Data extracts →
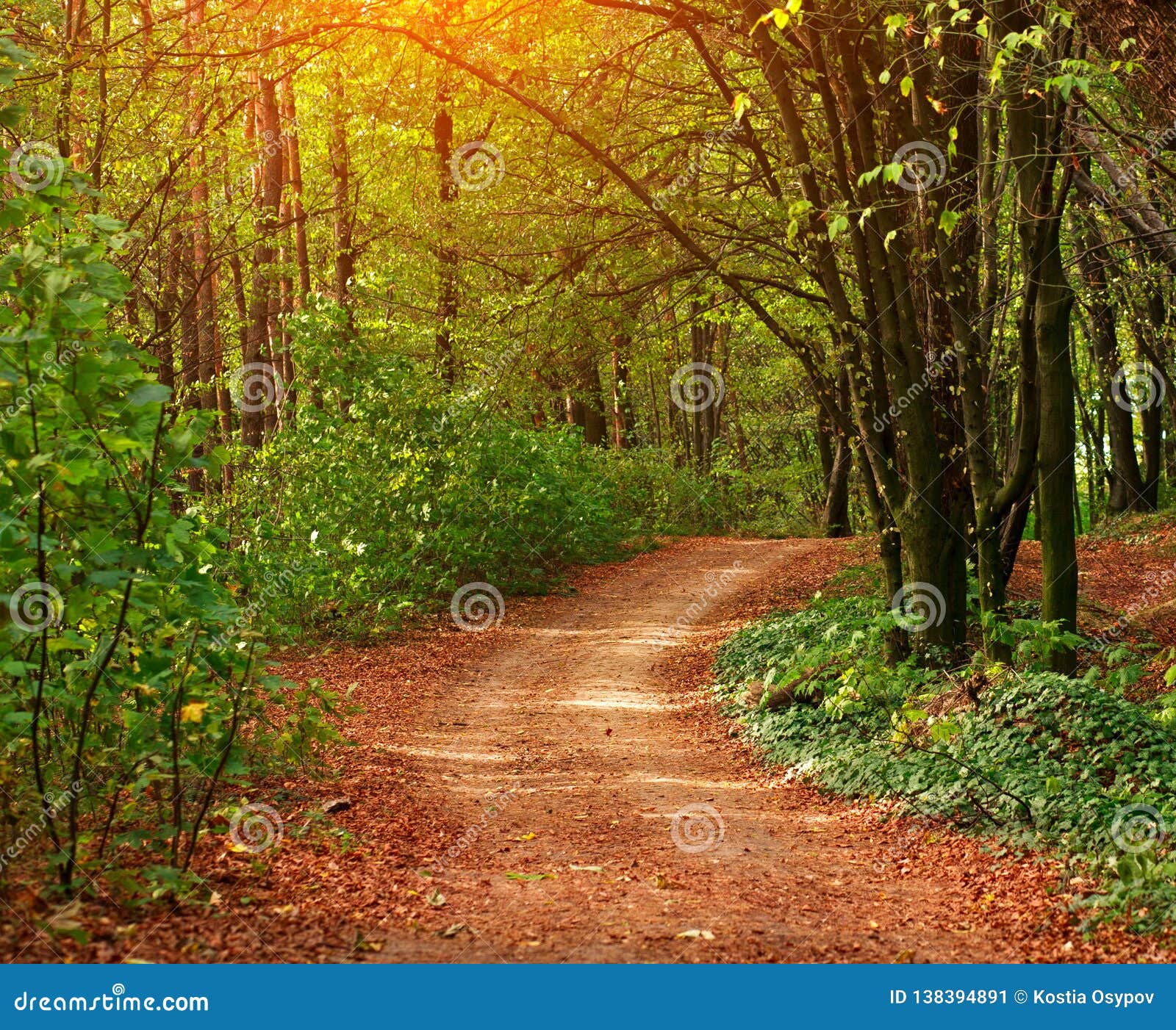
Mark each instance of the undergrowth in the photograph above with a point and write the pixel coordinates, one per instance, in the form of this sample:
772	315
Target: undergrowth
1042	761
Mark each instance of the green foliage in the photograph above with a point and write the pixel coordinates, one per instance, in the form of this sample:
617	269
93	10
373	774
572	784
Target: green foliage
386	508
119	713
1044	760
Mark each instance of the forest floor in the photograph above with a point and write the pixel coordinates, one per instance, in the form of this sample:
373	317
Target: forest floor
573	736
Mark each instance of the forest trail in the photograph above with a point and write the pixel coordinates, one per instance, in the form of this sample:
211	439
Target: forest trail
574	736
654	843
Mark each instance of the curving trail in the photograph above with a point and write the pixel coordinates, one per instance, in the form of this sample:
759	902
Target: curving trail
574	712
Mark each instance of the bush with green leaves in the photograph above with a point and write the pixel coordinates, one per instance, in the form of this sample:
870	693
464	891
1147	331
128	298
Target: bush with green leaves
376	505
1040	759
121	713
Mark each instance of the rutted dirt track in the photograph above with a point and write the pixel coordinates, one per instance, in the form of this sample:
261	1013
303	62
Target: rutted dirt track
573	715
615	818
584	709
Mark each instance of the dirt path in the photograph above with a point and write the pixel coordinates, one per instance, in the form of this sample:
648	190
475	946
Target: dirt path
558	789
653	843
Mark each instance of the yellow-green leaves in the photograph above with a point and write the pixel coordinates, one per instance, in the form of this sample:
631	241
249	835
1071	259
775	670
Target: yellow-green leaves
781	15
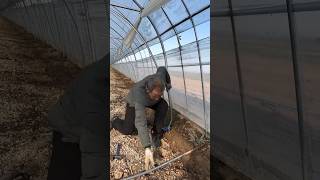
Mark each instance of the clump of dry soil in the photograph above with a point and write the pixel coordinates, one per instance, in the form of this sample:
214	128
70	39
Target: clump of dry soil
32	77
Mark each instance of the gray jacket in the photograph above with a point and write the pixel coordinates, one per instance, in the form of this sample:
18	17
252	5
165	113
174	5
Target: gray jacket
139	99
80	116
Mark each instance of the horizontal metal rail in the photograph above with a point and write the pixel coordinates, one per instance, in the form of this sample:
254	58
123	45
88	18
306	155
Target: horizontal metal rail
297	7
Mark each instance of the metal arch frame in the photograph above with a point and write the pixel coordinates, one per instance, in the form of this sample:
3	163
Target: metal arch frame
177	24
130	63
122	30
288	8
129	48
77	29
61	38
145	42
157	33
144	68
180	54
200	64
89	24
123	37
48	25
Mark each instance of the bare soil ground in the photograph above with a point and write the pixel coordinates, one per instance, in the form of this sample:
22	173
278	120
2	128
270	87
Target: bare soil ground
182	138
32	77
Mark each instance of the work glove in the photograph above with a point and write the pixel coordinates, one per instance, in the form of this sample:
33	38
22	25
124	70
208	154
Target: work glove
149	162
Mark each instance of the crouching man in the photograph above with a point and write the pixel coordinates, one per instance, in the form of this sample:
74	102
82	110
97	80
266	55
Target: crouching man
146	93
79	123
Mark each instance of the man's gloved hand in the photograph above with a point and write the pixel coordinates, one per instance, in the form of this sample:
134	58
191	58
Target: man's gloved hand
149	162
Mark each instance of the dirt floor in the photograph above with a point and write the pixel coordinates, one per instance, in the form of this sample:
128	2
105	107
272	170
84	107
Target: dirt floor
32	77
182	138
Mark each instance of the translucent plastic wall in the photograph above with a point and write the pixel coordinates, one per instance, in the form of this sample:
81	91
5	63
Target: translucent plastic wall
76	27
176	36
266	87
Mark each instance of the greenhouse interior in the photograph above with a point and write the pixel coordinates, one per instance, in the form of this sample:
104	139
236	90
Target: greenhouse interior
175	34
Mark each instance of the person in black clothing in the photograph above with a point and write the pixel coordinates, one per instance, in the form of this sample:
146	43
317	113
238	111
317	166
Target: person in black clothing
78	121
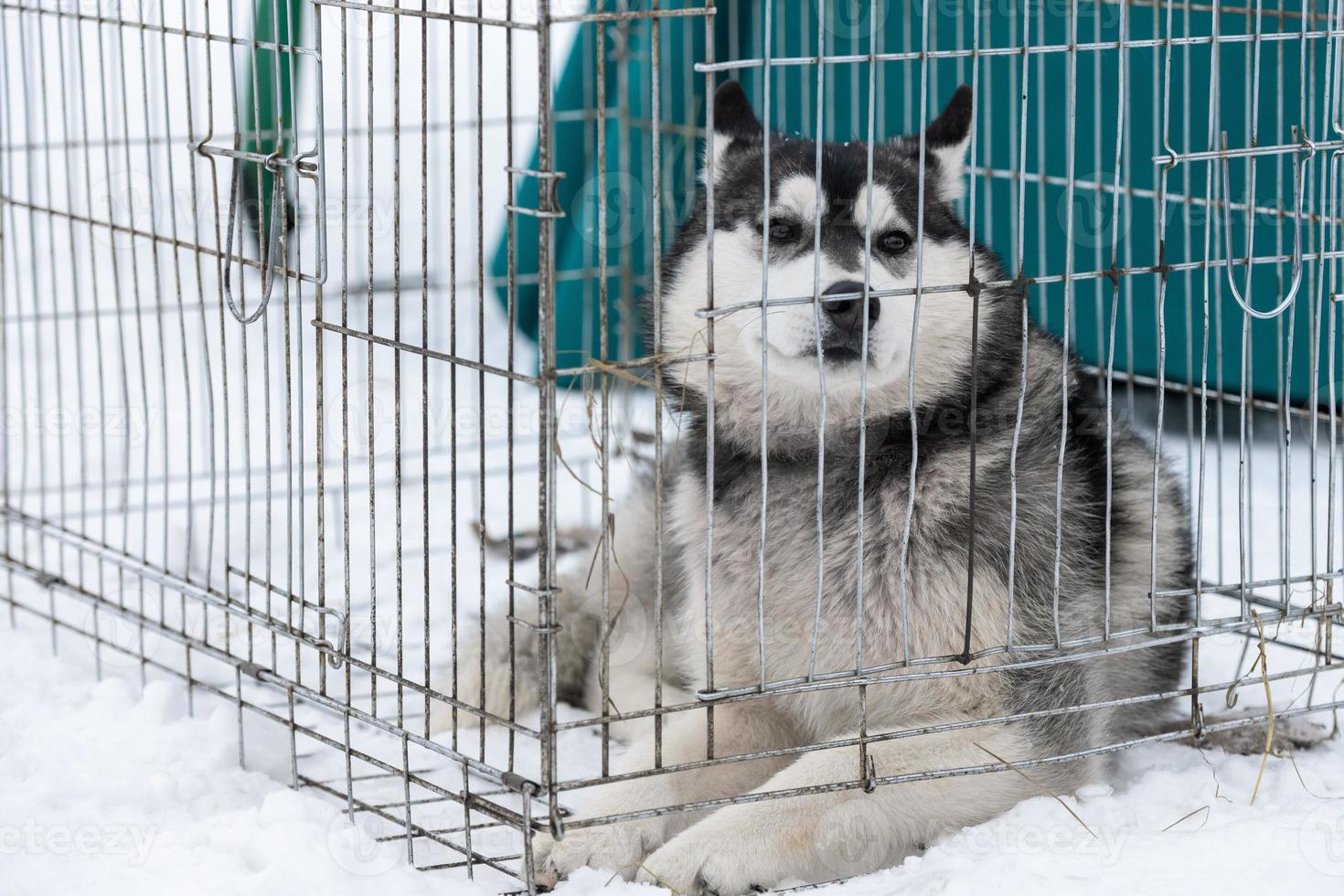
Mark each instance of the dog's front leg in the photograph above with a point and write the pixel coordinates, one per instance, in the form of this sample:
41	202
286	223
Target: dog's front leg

What to do → The answer must be a single number: how many lines of the data hold the word "front".

Exercise output → 2